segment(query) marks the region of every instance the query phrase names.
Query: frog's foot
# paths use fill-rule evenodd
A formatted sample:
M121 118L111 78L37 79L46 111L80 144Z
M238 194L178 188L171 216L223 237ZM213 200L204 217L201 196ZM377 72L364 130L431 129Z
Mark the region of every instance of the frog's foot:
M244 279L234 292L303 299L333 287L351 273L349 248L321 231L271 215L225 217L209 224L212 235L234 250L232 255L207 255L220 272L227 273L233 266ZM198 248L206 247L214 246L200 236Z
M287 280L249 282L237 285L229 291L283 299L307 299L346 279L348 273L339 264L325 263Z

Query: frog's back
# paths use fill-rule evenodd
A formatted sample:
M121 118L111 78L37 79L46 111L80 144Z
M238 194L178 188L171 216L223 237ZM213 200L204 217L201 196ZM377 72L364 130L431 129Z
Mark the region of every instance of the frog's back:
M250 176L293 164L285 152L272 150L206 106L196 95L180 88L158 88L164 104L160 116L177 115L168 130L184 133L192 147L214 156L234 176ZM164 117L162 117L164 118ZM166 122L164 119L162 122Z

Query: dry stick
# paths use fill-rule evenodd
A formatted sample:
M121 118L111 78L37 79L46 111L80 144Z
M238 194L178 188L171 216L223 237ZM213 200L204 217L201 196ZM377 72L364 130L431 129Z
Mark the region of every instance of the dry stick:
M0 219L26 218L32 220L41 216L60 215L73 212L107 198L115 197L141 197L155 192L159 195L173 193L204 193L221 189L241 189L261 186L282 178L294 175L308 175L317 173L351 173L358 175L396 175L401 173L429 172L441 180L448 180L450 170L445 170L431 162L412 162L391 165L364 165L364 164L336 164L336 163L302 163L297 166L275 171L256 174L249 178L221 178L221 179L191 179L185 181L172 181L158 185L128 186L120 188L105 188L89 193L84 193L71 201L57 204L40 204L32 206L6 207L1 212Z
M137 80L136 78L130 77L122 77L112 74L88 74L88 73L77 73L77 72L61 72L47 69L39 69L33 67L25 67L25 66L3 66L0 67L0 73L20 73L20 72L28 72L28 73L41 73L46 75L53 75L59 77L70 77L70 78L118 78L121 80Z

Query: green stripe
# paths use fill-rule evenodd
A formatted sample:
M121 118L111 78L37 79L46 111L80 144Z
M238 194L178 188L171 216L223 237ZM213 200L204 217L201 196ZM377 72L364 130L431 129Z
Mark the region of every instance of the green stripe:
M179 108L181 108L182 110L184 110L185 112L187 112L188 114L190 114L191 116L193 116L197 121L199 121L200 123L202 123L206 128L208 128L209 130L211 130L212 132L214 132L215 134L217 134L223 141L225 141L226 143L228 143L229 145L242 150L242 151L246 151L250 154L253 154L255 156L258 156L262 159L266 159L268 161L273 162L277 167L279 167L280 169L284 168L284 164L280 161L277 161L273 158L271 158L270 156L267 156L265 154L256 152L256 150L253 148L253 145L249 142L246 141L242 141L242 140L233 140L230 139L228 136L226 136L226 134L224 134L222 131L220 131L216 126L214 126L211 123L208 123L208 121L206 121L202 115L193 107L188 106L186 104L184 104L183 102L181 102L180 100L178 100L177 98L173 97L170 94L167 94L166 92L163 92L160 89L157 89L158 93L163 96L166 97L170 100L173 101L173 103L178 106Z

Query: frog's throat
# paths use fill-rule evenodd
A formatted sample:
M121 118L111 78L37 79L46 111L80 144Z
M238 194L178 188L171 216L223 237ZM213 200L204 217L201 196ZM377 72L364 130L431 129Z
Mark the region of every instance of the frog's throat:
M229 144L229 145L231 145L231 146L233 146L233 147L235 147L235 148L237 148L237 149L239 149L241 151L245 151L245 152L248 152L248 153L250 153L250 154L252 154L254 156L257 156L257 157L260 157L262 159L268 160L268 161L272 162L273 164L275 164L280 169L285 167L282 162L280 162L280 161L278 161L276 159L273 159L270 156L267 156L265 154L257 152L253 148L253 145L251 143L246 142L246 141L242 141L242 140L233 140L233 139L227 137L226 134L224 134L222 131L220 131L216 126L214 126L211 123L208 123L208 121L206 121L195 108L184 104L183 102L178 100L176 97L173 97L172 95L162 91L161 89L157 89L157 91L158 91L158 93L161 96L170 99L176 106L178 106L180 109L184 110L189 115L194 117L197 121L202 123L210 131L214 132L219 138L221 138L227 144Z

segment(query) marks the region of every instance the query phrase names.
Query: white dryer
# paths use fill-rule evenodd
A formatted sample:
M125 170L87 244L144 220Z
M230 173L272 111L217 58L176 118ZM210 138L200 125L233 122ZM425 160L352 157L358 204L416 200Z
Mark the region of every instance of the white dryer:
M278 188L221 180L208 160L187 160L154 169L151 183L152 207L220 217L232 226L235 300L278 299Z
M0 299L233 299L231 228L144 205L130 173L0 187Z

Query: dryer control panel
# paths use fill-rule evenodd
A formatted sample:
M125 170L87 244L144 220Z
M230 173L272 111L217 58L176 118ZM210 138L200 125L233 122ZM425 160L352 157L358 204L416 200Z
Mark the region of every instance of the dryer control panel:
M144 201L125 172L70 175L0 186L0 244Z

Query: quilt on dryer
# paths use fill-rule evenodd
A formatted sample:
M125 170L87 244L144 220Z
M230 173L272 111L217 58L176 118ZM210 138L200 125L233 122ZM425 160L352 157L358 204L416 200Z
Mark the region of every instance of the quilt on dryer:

__________________________________________________

(Exercise description)
Write out all of the records above again, swapping "A formatted sample" for "A formatted example" everywhere it occurs and leaving everything else unchanged.

(Solution below)
segment(query) marks the region of every instance the query phrase names.
Query: frog's foot
# paths use fill-rule evenodd
A formatted example:
M121 118L111 78L37 79L46 111L80 144Z
M238 194L178 188L171 216L223 237ZM213 200L204 217L201 196ZM377 72L364 130L431 129Z
Mark the region of every instance of the frog's foot:
M244 279L234 292L303 299L333 287L351 273L349 248L321 231L271 215L225 217L209 224L212 235L234 250L232 255L207 255L220 272L227 273L233 266ZM198 248L206 247L214 246L200 236Z
M287 280L249 282L237 285L229 291L283 299L307 299L346 279L348 273L339 264L325 263Z

Query: frog's back
# paths use fill-rule evenodd
A formatted example:
M121 118L111 78L37 79L46 111L80 144Z
M238 194L178 188L171 216L223 237ZM213 200L204 217L201 196ZM377 72L364 130L431 129Z
Mark the region of every instance of the frog's back:
M250 176L293 164L285 152L272 150L206 106L196 95L180 88L158 88L164 104L160 116L177 115L168 130L184 133L192 147L214 156L234 176ZM164 117L162 117L164 118ZM166 122L164 119L162 122Z

Query: dry stick
# paths use fill-rule evenodd
A formatted example:
M121 118L111 78L37 79L46 111L80 144Z
M238 194L178 188L171 216L223 237ZM213 200L204 217L201 196ZM377 72L364 130L431 129Z
Mark the region of every instance of the dry stick:
M0 219L26 218L32 220L41 216L60 215L73 212L107 198L115 197L141 197L155 192L159 195L173 193L204 193L221 189L241 189L261 186L282 178L294 175L308 175L317 173L351 173L358 175L396 175L401 173L429 172L441 180L448 180L450 170L445 170L431 162L412 162L391 165L364 165L364 164L336 164L336 163L302 163L297 166L275 171L256 174L249 178L221 178L221 179L191 179L185 181L172 181L158 185L128 186L120 188L105 188L89 193L84 193L71 201L57 204L40 204L32 206L6 207L1 212Z
M137 80L136 78L130 77L122 77L112 74L88 74L88 73L77 73L77 72L61 72L47 69L39 69L33 67L25 67L25 66L3 66L0 67L0 73L20 73L20 72L28 72L28 73L41 73L46 75L53 75L59 77L70 77L70 78L118 78L121 80Z

Query: green stripe
# paths use fill-rule evenodd
A formatted example:
M121 118L111 78L37 79L46 111L80 144Z
M238 194L178 188L171 216L223 237ZM213 200L204 217L201 196ZM377 72L364 130L431 129Z
Mark the region of every instance of the green stripe:
M179 108L181 108L182 110L184 110L185 112L187 112L188 114L190 114L191 116L193 116L197 121L199 121L200 123L202 123L206 128L208 128L209 130L211 130L212 132L214 132L215 134L217 134L223 141L225 141L226 143L228 143L229 145L242 150L242 151L246 151L250 154L253 154L255 156L258 156L262 159L266 159L268 161L273 162L277 167L279 167L280 169L284 168L284 164L280 161L277 161L273 158L271 158L270 156L267 156L265 154L256 152L256 150L253 148L253 145L249 142L246 141L242 141L242 140L233 140L230 139L228 136L226 136L226 134L224 134L222 131L220 131L216 126L214 126L211 123L208 123L208 121L206 121L202 115L193 107L188 106L186 104L184 104L183 102L181 102L180 100L178 100L177 98L173 97L170 94L167 94L166 92L163 92L160 89L157 89L158 93L163 96L166 97L170 100L173 101L173 103L178 106Z

Query: frog's throat
# paths use fill-rule evenodd
A formatted example:
M121 118L111 78L37 79L46 111L80 144Z
M238 194L178 188L171 216L223 237ZM213 200L204 217L201 196ZM377 72L364 130L431 129Z
Mark the region of every instance of the frog's throat:
M229 144L229 145L231 145L231 146L233 146L233 147L235 147L235 148L237 148L237 149L239 149L241 151L245 151L245 152L248 152L248 153L250 153L250 154L252 154L254 156L257 156L257 157L260 157L262 159L268 160L268 161L272 162L273 164L275 164L280 169L285 167L282 162L280 162L280 161L278 161L276 159L273 159L270 156L267 156L265 154L257 152L253 148L253 145L251 143L246 142L246 141L242 141L242 140L233 140L233 139L227 137L226 134L224 134L222 131L220 131L216 126L214 126L211 123L208 123L208 121L206 121L195 108L184 104L183 102L178 100L176 97L173 97L172 95L162 91L161 89L157 89L157 91L158 91L158 93L161 96L170 99L176 106L178 106L180 109L184 110L189 115L194 117L197 121L202 123L210 131L214 132L219 138L221 138L227 144Z

segment(query) marks the region of every instance the query phrase names.
Query: white dryer
# paths use fill-rule evenodd
A formatted example:
M125 170L87 244L144 220Z
M230 173L272 111L217 58L176 118ZM210 138L200 125L233 122ZM425 160L352 157L358 204L416 200Z
Mark the region of every instance of the white dryer:
M278 188L221 180L208 160L187 160L154 169L151 183L152 207L220 217L232 226L235 300L278 299Z
M0 299L233 299L231 228L144 205L130 173L0 187Z

Query: dryer control panel
# paths use fill-rule evenodd
A formatted example:
M125 170L87 244L144 220Z
M230 173L272 111L217 58L176 118ZM210 138L200 125L233 122ZM425 160L352 157L358 204L416 200Z
Mark the region of every instance of the dryer control panel:
M144 201L125 172L70 175L0 186L0 244Z

Query: quilt on dryer
# paths use fill-rule evenodd
A formatted example:
M125 170L87 244L144 220Z
M230 173L272 111L217 58L176 118ZM210 138L200 125L233 122ZM425 160L352 157L358 204L416 200Z
Mark the region of every instance of the quilt on dryer:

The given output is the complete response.